Vem este post a propósito de um conjunto de tweets trocados durante o dia de hoje, e que versavam, e muito bem, sobre o uso de rolhas de cortiça nas garrafas de vinho, e que, na minha ótica, vai muito mais além disso. Como se sabe, a cortiça é-nos proporcionada pelo Sobreiro (Quercus suber), espécie esta que faz parte natural da vegetação arbórea da Península Ibérica, e em particular das zonas alentejana, andaluza e raiana (portuguesa e espanhola).
Embora não pareça, o Montado de Sobro e Azinho constitui um dos mais ricos ecossistemas do planeta, por constituir um habitat natural para várias espécies de vertebrados - aves (algumas rapinas como o Falcão-peregrino Falco peregrinus, e a Coruja-das-torres Tyto alba, outras estepárias, como o Sisão Tetrax tetrax e a Abetarda Otis tarda), mamíferos (lebres, coelhos, javalis, morcegos arborícolas, etc…) e répteis - bem como pela existência de um coberto e sub-coberto vegetal (pastagens naturais), encontrando-se em forte declínio, ainda que de forma mais acentuada, em Portugal. O coberto arbóreo original no nosso país não tem nada a ver com o dos dias de hoje. Assim, onde há algumas centenas de anos atrás, de norte a sul do país, se encontravam várias espécies da família das Quercíneas, tais como o Carvalho-negral (Quercus pyrenaica), o Carvalho-alvarinho (Quercus ruber), o Carvalho-cerquinho (Quercus faginea), o Carrasco (Quercus coccifera), a Carvalhiça (Quercus lusitanica), a Azinheira (Quercus rotundifolia ) e, o já mencionado Sobreiro (Quercus suber), encontramos hoje vastas plantações de pinheiros bravos (Pinus pinaster), mansos (pinus pinea) e eucaliptos (várias espécies).

□ □ □ □ □

- **LISTA DE TAREFAS**:
1: Reescreva em forma de lista o parágrafo do excerto sobre o montado que começa por "Embora não pareça", mantendo os factos principais.
2: Responda, com base no excerto sobre o montado:
(a) Que espécie proporciona a cortiça?
(b) Em que país o declínio do montado é mais acentuado?
(c) Que árvores formam hoje as vastas plantações que substituíram as Quercíneas?
3: Segundo o excerto sobre o montado, por que razão o Montado de Sobro e Azinho é um dos ecossistemas mais ricos do planeta? Responda em uma a três frases.

□ □ □ □ □

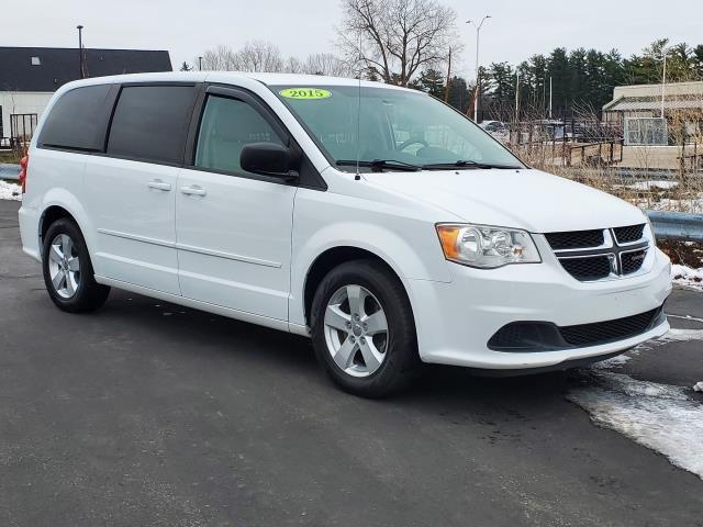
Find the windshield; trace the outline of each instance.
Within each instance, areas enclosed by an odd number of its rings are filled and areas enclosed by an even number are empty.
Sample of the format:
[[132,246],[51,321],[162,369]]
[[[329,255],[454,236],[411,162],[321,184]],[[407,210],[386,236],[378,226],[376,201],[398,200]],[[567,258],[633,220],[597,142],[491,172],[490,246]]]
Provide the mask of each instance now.
[[356,170],[349,161],[357,156],[366,170],[524,168],[472,121],[422,92],[356,86],[270,89],[341,170]]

□ □ □ □ □

- **RESPOSTAS POR ORDEM**:
1:
- O Montado de Sobro e Azinho é um dos ecossistemas mais ricos do planeta.
- É habitat natural de vários vertebrados:
  - aves, como o Falcão-peregrino, a Coruja-das-torres, o Sisão e a Abetarda;
  - mamíferos, como lebres, coelhos, javalis e morcegos arborícolas;
  - répteis.
- Tem um coberto e sub-coberto vegetal de pastagens naturais.
- Está em forte declínio, de forma mais acentuada em Portugal.
- Há algumas centenas de anos existiam em todo o país várias espécies de Quercíneas, como o Carvalho-negral, o Carvalho-alvarinho, o Carvalho-cerquinho, o Carrasco, a Carvalhiça, a Azinheira e o Sobreiro.
- Hoje encontram-se no seu lugar vastas plantações de pinheiros bravos, pinheiros mansos e eucaliptos.

2:
(a) O Sobreiro (Quercus suber).
(b) Em Portugal.
(c) Pinheiros bravos, pinheiros mansos e eucaliptos de várias espécies.

3: É habitat natural de várias espécies de vertebrados, entre aves, mamíferos e répteis. Além disso, possui um coberto e sub-coberto vegetal formado por pastagens naturais.